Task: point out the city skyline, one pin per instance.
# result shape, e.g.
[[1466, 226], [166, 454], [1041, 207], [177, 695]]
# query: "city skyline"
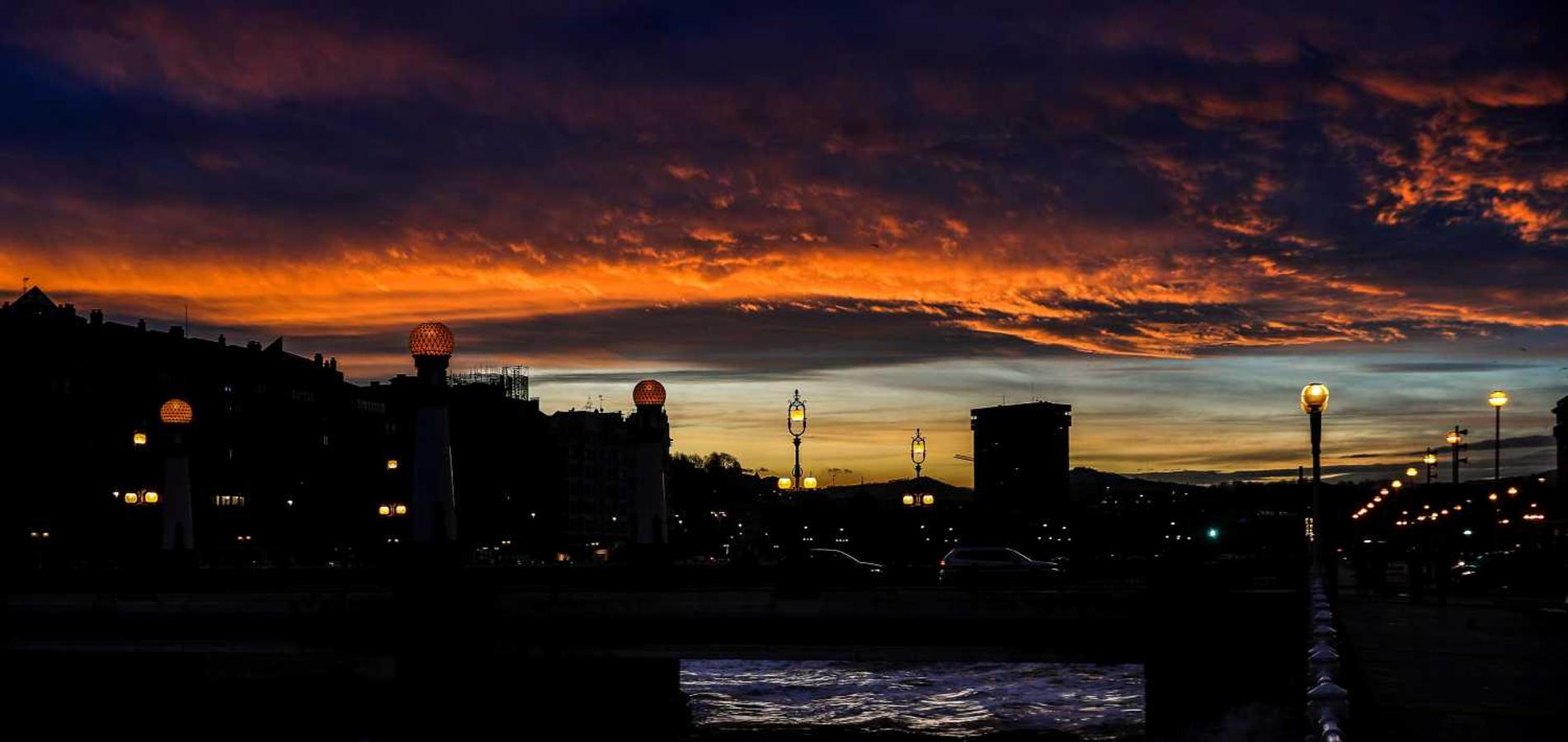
[[1170, 220]]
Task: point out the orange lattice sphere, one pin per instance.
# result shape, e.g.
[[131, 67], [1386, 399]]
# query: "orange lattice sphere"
[[648, 392], [176, 411], [430, 339]]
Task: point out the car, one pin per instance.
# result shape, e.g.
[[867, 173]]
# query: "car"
[[833, 566], [995, 565]]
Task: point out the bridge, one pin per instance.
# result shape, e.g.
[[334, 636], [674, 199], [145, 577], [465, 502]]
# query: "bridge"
:::::
Update the lines from the one containing "Task: point out the orange" through the end of the entries, replacing "bridge" with "tower" and leaving everything else unchanged.

▸ Answer to this exercise:
Task: point out the orange lattice sphere, one pin per instance.
# result shape, e.g.
[[131, 67], [1386, 399]]
# query: "orange lattice sphere"
[[648, 392], [176, 411], [430, 339]]
Task: point out the car, one pin per instance.
# result shape, e.g.
[[867, 173]]
# query: "car"
[[833, 566], [995, 565]]
Task: point out the tower, one pin per instance.
# result shape, e.g.
[[334, 636], [674, 199], [145, 577], [465, 502]]
# query: "tower"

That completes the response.